══ Provided information

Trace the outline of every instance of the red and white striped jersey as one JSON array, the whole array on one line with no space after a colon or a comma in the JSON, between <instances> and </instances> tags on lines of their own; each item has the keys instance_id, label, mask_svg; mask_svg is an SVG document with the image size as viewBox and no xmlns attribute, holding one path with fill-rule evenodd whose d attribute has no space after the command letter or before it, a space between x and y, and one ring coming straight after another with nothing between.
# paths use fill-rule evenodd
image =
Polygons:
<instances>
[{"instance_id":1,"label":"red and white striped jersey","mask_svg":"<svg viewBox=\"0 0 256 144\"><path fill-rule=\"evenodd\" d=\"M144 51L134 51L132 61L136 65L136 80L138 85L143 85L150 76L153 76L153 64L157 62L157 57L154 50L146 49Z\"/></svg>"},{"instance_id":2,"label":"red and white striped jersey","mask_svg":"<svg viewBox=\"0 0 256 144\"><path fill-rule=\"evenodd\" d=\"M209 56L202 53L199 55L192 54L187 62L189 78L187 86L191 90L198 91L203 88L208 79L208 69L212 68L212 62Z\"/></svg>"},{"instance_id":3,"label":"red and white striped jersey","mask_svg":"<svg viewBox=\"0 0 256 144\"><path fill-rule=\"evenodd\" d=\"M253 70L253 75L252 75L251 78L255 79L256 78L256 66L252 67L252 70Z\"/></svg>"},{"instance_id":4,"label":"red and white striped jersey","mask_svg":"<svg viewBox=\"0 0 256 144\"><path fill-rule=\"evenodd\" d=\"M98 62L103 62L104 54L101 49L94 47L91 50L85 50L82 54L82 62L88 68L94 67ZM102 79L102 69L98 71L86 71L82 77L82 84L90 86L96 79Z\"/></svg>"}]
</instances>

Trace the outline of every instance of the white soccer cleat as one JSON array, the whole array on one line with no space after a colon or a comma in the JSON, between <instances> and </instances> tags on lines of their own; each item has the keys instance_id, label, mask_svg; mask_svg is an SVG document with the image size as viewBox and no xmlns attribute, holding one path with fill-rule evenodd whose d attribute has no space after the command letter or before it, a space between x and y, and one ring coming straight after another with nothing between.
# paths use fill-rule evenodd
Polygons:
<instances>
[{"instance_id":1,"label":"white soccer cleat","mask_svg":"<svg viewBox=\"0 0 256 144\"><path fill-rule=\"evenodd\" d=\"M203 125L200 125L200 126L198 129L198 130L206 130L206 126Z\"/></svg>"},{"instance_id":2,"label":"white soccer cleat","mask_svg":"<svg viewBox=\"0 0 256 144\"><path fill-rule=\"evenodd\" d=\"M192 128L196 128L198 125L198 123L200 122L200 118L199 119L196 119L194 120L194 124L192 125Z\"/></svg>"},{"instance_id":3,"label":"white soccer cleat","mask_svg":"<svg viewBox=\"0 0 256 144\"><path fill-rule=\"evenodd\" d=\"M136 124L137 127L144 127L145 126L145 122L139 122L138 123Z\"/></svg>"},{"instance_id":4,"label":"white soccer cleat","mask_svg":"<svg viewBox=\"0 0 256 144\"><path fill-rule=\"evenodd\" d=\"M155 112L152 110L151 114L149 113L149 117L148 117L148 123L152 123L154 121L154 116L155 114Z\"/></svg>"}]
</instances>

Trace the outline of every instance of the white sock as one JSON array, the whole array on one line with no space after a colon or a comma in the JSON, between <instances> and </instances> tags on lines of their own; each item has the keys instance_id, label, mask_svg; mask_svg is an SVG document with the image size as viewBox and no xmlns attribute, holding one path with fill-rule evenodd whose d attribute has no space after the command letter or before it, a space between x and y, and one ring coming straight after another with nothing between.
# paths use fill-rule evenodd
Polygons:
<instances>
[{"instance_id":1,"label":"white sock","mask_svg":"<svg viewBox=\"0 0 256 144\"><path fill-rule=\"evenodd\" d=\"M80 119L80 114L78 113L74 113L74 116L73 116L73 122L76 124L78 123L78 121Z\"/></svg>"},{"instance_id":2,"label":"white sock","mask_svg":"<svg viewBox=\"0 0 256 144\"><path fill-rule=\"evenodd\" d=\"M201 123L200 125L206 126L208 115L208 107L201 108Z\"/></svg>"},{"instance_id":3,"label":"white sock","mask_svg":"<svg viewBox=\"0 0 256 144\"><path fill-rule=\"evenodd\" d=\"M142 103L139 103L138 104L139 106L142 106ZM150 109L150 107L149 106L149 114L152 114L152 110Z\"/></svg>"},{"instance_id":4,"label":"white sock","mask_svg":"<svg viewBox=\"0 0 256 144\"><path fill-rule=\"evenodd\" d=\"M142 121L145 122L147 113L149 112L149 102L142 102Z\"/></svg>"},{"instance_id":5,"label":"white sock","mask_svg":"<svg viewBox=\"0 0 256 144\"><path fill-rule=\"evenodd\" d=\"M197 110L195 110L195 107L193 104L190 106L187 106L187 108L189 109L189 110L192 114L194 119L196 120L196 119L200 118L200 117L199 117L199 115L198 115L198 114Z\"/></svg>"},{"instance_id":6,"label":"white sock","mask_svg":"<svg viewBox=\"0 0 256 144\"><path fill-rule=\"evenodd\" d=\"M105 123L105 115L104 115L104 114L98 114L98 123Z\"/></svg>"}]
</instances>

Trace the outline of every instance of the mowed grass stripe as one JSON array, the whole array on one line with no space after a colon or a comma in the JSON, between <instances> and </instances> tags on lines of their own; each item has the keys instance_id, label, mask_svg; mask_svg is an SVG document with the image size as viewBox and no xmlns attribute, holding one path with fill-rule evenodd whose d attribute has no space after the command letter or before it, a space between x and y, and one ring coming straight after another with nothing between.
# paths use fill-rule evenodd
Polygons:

════

**Task description**
Render all of the entries above as a numbered list, one line per number, with the blank lines left out.

**Task answer**
1. Trace the outline of every instance of the red and white striped jersey as one JSON array, the whole array on one line with no space after a colon or a comma in the JSON, between <instances> and </instances> tags on lines of their own; each item has the keys instance_id, label, mask_svg; mask_svg is an SVG document with the image size as viewBox and no xmlns attribute, holding one path with fill-rule evenodd whose d attribute has no space after the command letter or before it, a space between x and y, and one ring coming straight after another with nothing between.
2. # paths use fill-rule evenodd
3. image =
4. Polygons:
5. <instances>
6. [{"instance_id":1,"label":"red and white striped jersey","mask_svg":"<svg viewBox=\"0 0 256 144\"><path fill-rule=\"evenodd\" d=\"M144 51L134 51L132 61L136 65L136 80L138 85L143 85L150 76L153 76L153 64L157 62L157 57L154 50L146 49Z\"/></svg>"},{"instance_id":2,"label":"red and white striped jersey","mask_svg":"<svg viewBox=\"0 0 256 144\"><path fill-rule=\"evenodd\" d=\"M209 56L202 53L199 55L192 54L187 62L189 78L187 86L191 90L198 91L203 88L208 79L208 69L212 68L212 62Z\"/></svg>"},{"instance_id":3,"label":"red and white striped jersey","mask_svg":"<svg viewBox=\"0 0 256 144\"><path fill-rule=\"evenodd\" d=\"M253 70L253 75L252 75L251 78L255 79L256 78L256 66L252 67L252 70Z\"/></svg>"},{"instance_id":4,"label":"red and white striped jersey","mask_svg":"<svg viewBox=\"0 0 256 144\"><path fill-rule=\"evenodd\" d=\"M98 62L103 62L104 54L101 49L94 47L91 50L85 50L82 54L82 62L88 68L94 67ZM102 79L102 69L98 71L86 71L82 77L82 84L90 86L96 79Z\"/></svg>"}]
7. </instances>
8. Trace the outline of every instance of the white soccer cleat as one JSON array, the whole array on one line with no space after a colon or a comma in the JSON, between <instances> and </instances> tags on lines of their own; each item has the keys instance_id, label, mask_svg; mask_svg is an SVG document with the image size as viewBox and no xmlns attribute, holding one path with fill-rule evenodd whose d attribute has no space after the command letter or before it, a space between x and y, and one ring coming straight after another with nothing between.
9. # paths use fill-rule evenodd
10. Polygons:
11. <instances>
12. [{"instance_id":1,"label":"white soccer cleat","mask_svg":"<svg viewBox=\"0 0 256 144\"><path fill-rule=\"evenodd\" d=\"M203 125L200 125L200 126L198 129L198 130L206 130L206 126Z\"/></svg>"},{"instance_id":2,"label":"white soccer cleat","mask_svg":"<svg viewBox=\"0 0 256 144\"><path fill-rule=\"evenodd\" d=\"M192 128L196 128L198 125L198 123L200 122L200 118L199 119L196 119L194 120L194 124L192 125Z\"/></svg>"},{"instance_id":3,"label":"white soccer cleat","mask_svg":"<svg viewBox=\"0 0 256 144\"><path fill-rule=\"evenodd\" d=\"M136 124L137 127L144 127L145 126L145 122L139 122L138 123Z\"/></svg>"},{"instance_id":4,"label":"white soccer cleat","mask_svg":"<svg viewBox=\"0 0 256 144\"><path fill-rule=\"evenodd\" d=\"M155 112L152 110L151 114L149 113L149 117L148 117L148 123L152 123L154 121L154 116L155 114Z\"/></svg>"}]
13. </instances>
14. Trace the outline of every instance of the white sock as one JSON array, the whole array on one line with no space after a colon or a comma in the JSON, between <instances> and </instances> tags on lines of their own; each item has the keys instance_id, label, mask_svg; mask_svg is an SVG document with the image size as viewBox and no xmlns attribute, holding one path with fill-rule evenodd whose d attribute has no space after the command letter or before it, a space between x and y, and one ring coming straight after another with nothing between.
15. # paths use fill-rule evenodd
16. Polygons:
17. <instances>
18. [{"instance_id":1,"label":"white sock","mask_svg":"<svg viewBox=\"0 0 256 144\"><path fill-rule=\"evenodd\" d=\"M80 119L80 114L78 113L74 113L74 116L73 116L73 122L76 124L78 123L78 121Z\"/></svg>"},{"instance_id":2,"label":"white sock","mask_svg":"<svg viewBox=\"0 0 256 144\"><path fill-rule=\"evenodd\" d=\"M201 123L200 125L206 126L208 115L208 107L201 108Z\"/></svg>"},{"instance_id":3,"label":"white sock","mask_svg":"<svg viewBox=\"0 0 256 144\"><path fill-rule=\"evenodd\" d=\"M142 103L139 103L138 104L139 106L142 106ZM150 109L150 107L149 106L149 114L152 114L152 110Z\"/></svg>"},{"instance_id":4,"label":"white sock","mask_svg":"<svg viewBox=\"0 0 256 144\"><path fill-rule=\"evenodd\" d=\"M142 121L145 122L147 113L149 112L149 102L142 102Z\"/></svg>"},{"instance_id":5,"label":"white sock","mask_svg":"<svg viewBox=\"0 0 256 144\"><path fill-rule=\"evenodd\" d=\"M197 110L195 110L195 107L193 104L190 106L187 106L187 108L189 109L189 110L192 114L194 119L196 120L196 119L200 118L200 117L199 117L199 115L198 115L198 114Z\"/></svg>"},{"instance_id":6,"label":"white sock","mask_svg":"<svg viewBox=\"0 0 256 144\"><path fill-rule=\"evenodd\" d=\"M105 123L105 115L104 115L104 114L98 114L98 123Z\"/></svg>"}]
19. </instances>
20. Trace the outline of every instance of the mowed grass stripe as one JSON array, the whole array on one line with no space after a colon or a comma in the JSON, between <instances> and </instances> tags on lines of their own; each item has the keys instance_id, label, mask_svg; mask_svg is an SVG document with the image size as viewBox and no xmlns attribute, holding one path with fill-rule evenodd whose d attribute has no space after the command letter or before it, a space between x and y, and one ring coming straight after another with nothing between.
21. # paths use fill-rule evenodd
22. Polygons:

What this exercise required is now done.